Convert every line of the entries below into a JSON list of strings, one string per line, and skip blank lines and any pictures.

[ENTRIES SHOWN]:
----------------------------------------
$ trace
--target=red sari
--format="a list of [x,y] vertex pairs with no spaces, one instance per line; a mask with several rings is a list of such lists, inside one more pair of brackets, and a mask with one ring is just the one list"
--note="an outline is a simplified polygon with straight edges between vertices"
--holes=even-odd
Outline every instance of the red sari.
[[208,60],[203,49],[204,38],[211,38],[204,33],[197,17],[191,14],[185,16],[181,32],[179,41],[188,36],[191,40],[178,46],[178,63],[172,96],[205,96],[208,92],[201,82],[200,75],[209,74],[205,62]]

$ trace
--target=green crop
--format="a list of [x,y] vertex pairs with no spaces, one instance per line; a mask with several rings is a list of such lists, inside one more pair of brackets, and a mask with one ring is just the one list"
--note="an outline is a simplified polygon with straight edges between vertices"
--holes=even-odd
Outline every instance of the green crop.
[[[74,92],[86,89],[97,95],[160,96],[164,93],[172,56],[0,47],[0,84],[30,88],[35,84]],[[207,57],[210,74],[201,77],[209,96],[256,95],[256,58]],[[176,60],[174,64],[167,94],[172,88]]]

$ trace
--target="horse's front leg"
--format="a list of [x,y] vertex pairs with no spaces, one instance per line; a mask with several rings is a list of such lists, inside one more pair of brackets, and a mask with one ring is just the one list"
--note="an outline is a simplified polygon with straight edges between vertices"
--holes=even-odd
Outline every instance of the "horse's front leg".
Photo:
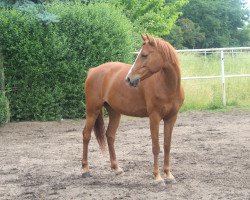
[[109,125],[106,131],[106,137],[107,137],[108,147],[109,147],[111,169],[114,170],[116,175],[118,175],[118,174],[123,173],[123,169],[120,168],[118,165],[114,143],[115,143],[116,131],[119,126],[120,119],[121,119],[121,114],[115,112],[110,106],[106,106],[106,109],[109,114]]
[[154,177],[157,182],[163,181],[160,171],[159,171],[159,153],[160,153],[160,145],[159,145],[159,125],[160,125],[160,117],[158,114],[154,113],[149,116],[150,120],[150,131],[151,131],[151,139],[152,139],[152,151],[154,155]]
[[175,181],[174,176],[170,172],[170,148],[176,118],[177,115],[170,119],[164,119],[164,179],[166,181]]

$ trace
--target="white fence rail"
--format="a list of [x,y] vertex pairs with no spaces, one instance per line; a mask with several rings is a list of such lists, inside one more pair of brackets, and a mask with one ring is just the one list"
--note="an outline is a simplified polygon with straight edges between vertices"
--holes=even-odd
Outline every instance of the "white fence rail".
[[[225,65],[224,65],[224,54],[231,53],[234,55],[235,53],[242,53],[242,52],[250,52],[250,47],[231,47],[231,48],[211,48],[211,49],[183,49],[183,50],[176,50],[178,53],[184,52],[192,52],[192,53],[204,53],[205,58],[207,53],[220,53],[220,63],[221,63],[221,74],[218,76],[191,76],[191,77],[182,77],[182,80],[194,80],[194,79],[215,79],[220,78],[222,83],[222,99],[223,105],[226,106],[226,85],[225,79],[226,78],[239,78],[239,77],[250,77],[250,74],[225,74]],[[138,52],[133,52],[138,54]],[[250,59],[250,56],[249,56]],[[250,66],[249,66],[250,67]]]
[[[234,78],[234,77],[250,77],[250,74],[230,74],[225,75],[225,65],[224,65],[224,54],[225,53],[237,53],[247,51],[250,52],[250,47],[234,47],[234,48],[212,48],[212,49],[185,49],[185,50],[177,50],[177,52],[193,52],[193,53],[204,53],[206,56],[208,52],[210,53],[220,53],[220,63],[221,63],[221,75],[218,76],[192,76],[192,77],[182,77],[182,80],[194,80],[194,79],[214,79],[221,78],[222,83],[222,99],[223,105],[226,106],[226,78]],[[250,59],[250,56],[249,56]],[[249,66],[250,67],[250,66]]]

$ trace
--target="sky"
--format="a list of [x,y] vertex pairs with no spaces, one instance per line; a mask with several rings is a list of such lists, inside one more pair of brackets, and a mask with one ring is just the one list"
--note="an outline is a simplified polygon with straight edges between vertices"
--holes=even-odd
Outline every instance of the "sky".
----------------------------------------
[CORRECT ANSWER]:
[
  "$ trace",
  "--target=red sari",
  "--format=\"a list of [x,y] vertex pairs with no spaces, one instance per line; a mask with several rings is a list of such lists, inside one more pair of brackets, and a mask with one ring is just the one list\"",
  "--note=\"an outline is a simplified polygon with straight edges between vertices\"",
  "--holes=even-odd",
  "Outline every instance of the red sari.",
  "[[208,60],[203,49],[204,38],[211,38],[204,33],[197,17],[191,14],[185,16],[181,32],[179,41],[188,36],[191,40],[178,46],[178,63],[172,96],[205,96],[208,92],[201,82],[200,75],[209,74],[205,62]]",
  "$ trace",
  "--target=green crop",
  "--format=\"a list of [x,y] vertex pairs with no spaces, one instance per line; a mask with several rings is a list of such lists, inside one more pair of brackets, and a mask with one ring is just the one list\"",
  "--note=\"an outline is a simplified polygon with straight edges between vertices\"",
  "--holes=even-odd",
  "Outline every instance of the green crop.",
  "[[[74,92],[86,89],[97,95],[160,96],[164,93],[172,56],[0,47],[0,84],[30,88],[35,84]],[[207,57],[210,74],[201,77],[209,96],[256,95],[256,58]],[[176,60],[174,64],[167,94],[172,88]]]",
  "$ trace",
  "--target=\"horse's front leg\"",
  "--format=\"a list of [x,y] vertex pairs with no spaces, one instance per line; a mask with several rings is a list of such lists, inside one more pair of brackets, and a mask with one ring is just the one list\"",
  "--note=\"an outline is a simplified polygon with straight edges between vertices\"",
  "--holes=even-odd",
  "Outline every instance of the \"horse's front leg\".",
  "Photo:",
  "[[109,125],[106,131],[106,137],[107,137],[108,147],[109,147],[111,169],[114,170],[116,175],[118,175],[118,174],[123,173],[123,169],[120,168],[118,165],[114,143],[115,143],[116,131],[119,126],[120,119],[121,119],[121,114],[115,112],[110,106],[106,106],[106,109],[109,114]]",
  "[[154,177],[157,182],[163,181],[160,171],[159,171],[159,153],[160,153],[160,145],[159,145],[159,125],[160,125],[160,117],[158,114],[154,113],[149,116],[150,120],[150,131],[151,131],[151,139],[152,139],[152,151],[154,155]]",
  "[[175,181],[174,176],[170,172],[170,148],[176,118],[177,115],[170,119],[164,119],[164,179],[166,181]]",
  "$ trace",
  "--target=\"white fence rail\"",
  "--format=\"a list of [x,y] vertex pairs with no spaces, one instance per line; a mask with several rings is a list of such lists, inside one more pair of brackets, and a mask with one ring is just the one list\"",
  "--note=\"an outline is a simplified polygon with straight edges between vertices\"",
  "--holes=even-odd",
  "Outline every instance of the \"white fence rail\".",
  "[[[225,65],[224,65],[224,54],[231,53],[234,55],[235,53],[242,53],[242,52],[250,52],[250,47],[231,47],[231,48],[211,48],[211,49],[183,49],[183,50],[176,50],[178,53],[184,52],[192,52],[192,53],[204,53],[205,58],[207,53],[220,53],[220,63],[221,63],[221,74],[218,76],[191,76],[191,77],[182,77],[182,80],[194,80],[194,79],[215,79],[220,78],[222,83],[222,99],[223,105],[226,106],[226,85],[225,79],[226,78],[239,78],[239,77],[250,77],[250,74],[225,74]],[[138,52],[133,52],[138,54]],[[250,59],[250,56],[249,56]],[[250,66],[249,66],[250,67]]]",
  "[[[234,78],[234,77],[250,77],[250,74],[230,74],[225,75],[225,65],[224,65],[224,54],[225,53],[237,53],[247,51],[250,52],[250,47],[234,47],[234,48],[212,48],[212,49],[185,49],[185,50],[177,50],[177,52],[193,52],[193,53],[204,53],[206,56],[208,52],[210,53],[220,53],[220,63],[221,63],[221,75],[218,76],[192,76],[192,77],[182,77],[182,80],[194,80],[194,79],[214,79],[221,78],[222,83],[222,99],[223,105],[226,106],[226,78]],[[250,59],[250,56],[249,56]],[[249,66],[250,67],[250,66]]]",
  "$ trace",
  "--target=\"sky\"",
  "--format=\"a list of [x,y] vertex pairs with no spaces, one instance per line; a mask with several rings is a list of such lists, inside one more pair of brackets, and a mask with one ring is just the one list\"",
  "--note=\"an outline is a simplified polygon with straight edges between vertices\"",
  "--holes=even-odd",
  "Outline every instance of the \"sky\"."
]